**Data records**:
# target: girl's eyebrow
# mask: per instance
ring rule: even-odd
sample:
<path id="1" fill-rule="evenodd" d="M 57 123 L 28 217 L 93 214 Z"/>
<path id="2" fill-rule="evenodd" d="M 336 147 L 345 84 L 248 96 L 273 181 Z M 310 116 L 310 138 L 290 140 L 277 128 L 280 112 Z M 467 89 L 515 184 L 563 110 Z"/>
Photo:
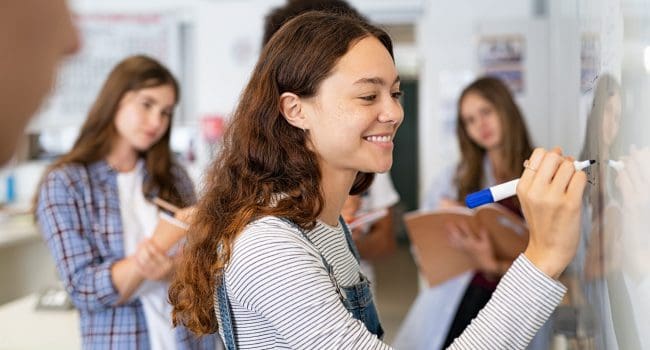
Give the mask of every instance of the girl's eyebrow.
<path id="1" fill-rule="evenodd" d="M 155 104 L 162 104 L 162 103 L 161 103 L 160 101 L 158 101 L 155 97 L 153 97 L 153 96 L 151 96 L 151 95 L 147 95 L 146 93 L 142 93 L 142 94 L 140 94 L 140 97 L 143 98 L 143 99 L 145 99 L 147 102 L 153 102 L 153 103 L 155 103 Z M 174 108 L 174 105 L 171 105 L 171 106 L 164 106 L 164 108 L 170 108 L 170 109 L 172 109 L 172 108 Z"/>
<path id="2" fill-rule="evenodd" d="M 395 85 L 400 81 L 399 75 L 395 78 L 393 83 L 391 85 Z M 355 84 L 373 84 L 373 85 L 380 85 L 380 86 L 385 86 L 386 81 L 380 77 L 372 77 L 372 78 L 361 78 L 357 81 L 354 82 Z"/>

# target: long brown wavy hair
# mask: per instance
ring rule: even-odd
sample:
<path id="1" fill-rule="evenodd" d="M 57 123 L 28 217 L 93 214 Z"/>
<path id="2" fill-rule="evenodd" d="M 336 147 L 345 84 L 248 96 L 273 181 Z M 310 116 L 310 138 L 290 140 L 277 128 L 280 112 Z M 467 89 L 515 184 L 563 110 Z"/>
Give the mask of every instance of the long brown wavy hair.
<path id="1" fill-rule="evenodd" d="M 456 134 L 461 154 L 461 162 L 456 170 L 456 186 L 458 200 L 461 201 L 468 194 L 481 189 L 481 179 L 485 175 L 483 157 L 486 150 L 469 137 L 460 114 L 463 99 L 470 93 L 486 99 L 499 116 L 505 166 L 505 169 L 499 169 L 499 174 L 504 180 L 521 176 L 524 160 L 533 152 L 526 123 L 508 87 L 501 80 L 493 77 L 482 77 L 469 84 L 458 99 L 456 117 Z"/>
<path id="2" fill-rule="evenodd" d="M 53 169 L 70 163 L 88 165 L 105 159 L 113 148 L 117 137 L 115 115 L 120 101 L 130 91 L 137 91 L 162 85 L 174 89 L 175 103 L 180 99 L 178 82 L 171 72 L 155 59 L 144 56 L 130 56 L 118 63 L 108 75 L 97 99 L 90 108 L 72 149 L 48 167 L 47 175 Z M 183 196 L 175 187 L 172 173 L 174 160 L 169 147 L 170 127 L 158 142 L 141 152 L 145 160 L 148 176 L 143 184 L 143 193 L 148 196 L 154 189 L 158 196 L 178 206 L 184 207 Z M 45 177 L 43 177 L 45 178 Z M 42 181 L 42 180 L 41 180 Z M 38 201 L 35 198 L 34 203 Z"/>
<path id="3" fill-rule="evenodd" d="M 236 236 L 249 222 L 273 215 L 306 230 L 314 227 L 324 204 L 317 155 L 308 147 L 309 132 L 282 116 L 280 95 L 315 96 L 348 49 L 370 36 L 392 57 L 392 42 L 383 30 L 321 12 L 288 21 L 264 47 L 208 173 L 169 289 L 175 325 L 196 334 L 217 331 L 215 289 Z M 350 193 L 363 192 L 372 177 L 359 173 Z"/>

**THE PROBLEM**: When you output the entries, keep each line exactly as it is and leave out any pictures.

**WORKED SOLUTION**:
# target: girl's eyebrow
# mask: per instance
ring rule: even-odd
sample:
<path id="1" fill-rule="evenodd" d="M 57 123 L 28 217 L 93 214 Z"/>
<path id="2" fill-rule="evenodd" d="M 336 147 L 345 84 L 248 96 L 273 181 Z M 310 116 L 310 138 L 290 140 L 277 128 L 280 112 Z M 467 89 L 515 184 L 563 110 Z"/>
Photo:
Give the mask of every instance of the girl's eyebrow.
<path id="1" fill-rule="evenodd" d="M 155 104 L 162 104 L 162 103 L 161 103 L 160 101 L 158 101 L 155 97 L 153 97 L 153 96 L 151 96 L 151 95 L 147 95 L 146 93 L 142 93 L 142 94 L 140 94 L 140 97 L 143 98 L 143 99 L 145 99 L 147 102 L 153 102 L 153 103 L 155 103 Z M 174 108 L 174 105 L 171 105 L 171 106 L 164 106 L 164 108 L 170 108 L 170 109 L 172 109 L 172 108 Z"/>
<path id="2" fill-rule="evenodd" d="M 395 85 L 400 81 L 399 75 L 395 78 L 393 83 L 391 85 Z M 355 84 L 373 84 L 373 85 L 380 85 L 380 86 L 385 86 L 386 81 L 380 77 L 372 77 L 372 78 L 361 78 L 357 81 L 354 82 Z"/>

# target: long brown wavy hair
# mask: per instance
ring rule: even-odd
sample:
<path id="1" fill-rule="evenodd" d="M 57 123 L 28 217 L 93 214 Z"/>
<path id="2" fill-rule="evenodd" d="M 336 147 L 345 84 L 248 96 L 273 181 Z M 310 116 L 310 138 L 290 140 L 277 128 L 280 112 Z M 467 89 L 515 184 L 563 110 Z"/>
Give the mask of every instance of the long brown wavy hair.
<path id="1" fill-rule="evenodd" d="M 456 134 L 461 154 L 461 162 L 456 170 L 456 186 L 458 200 L 461 201 L 468 194 L 481 189 L 481 179 L 485 175 L 483 157 L 486 150 L 469 137 L 460 114 L 463 99 L 470 93 L 486 99 L 499 116 L 505 166 L 505 169 L 499 169 L 499 174 L 504 180 L 521 176 L 524 160 L 533 152 L 526 123 L 508 87 L 501 80 L 493 77 L 482 77 L 469 84 L 458 99 L 456 117 Z"/>
<path id="2" fill-rule="evenodd" d="M 53 169 L 70 163 L 88 165 L 105 159 L 113 148 L 117 137 L 115 115 L 120 101 L 130 91 L 137 91 L 162 85 L 174 89 L 175 103 L 180 99 L 178 82 L 171 72 L 155 59 L 144 56 L 130 56 L 118 63 L 108 75 L 97 99 L 90 108 L 72 149 L 48 167 L 47 175 Z M 183 196 L 175 187 L 172 173 L 174 160 L 169 147 L 170 127 L 158 142 L 141 152 L 145 160 L 148 176 L 143 184 L 143 193 L 148 196 L 154 189 L 158 196 L 178 206 L 184 207 Z M 45 177 L 43 177 L 45 178 Z M 42 181 L 42 180 L 41 180 Z M 38 201 L 35 198 L 34 203 Z"/>
<path id="3" fill-rule="evenodd" d="M 236 236 L 249 222 L 273 215 L 306 230 L 314 227 L 324 204 L 317 155 L 308 147 L 309 132 L 282 116 L 280 95 L 315 96 L 348 49 L 370 36 L 392 57 L 392 42 L 383 30 L 321 12 L 288 21 L 264 47 L 208 173 L 169 289 L 175 325 L 196 334 L 217 331 L 215 289 Z M 350 193 L 363 192 L 372 177 L 359 173 Z"/>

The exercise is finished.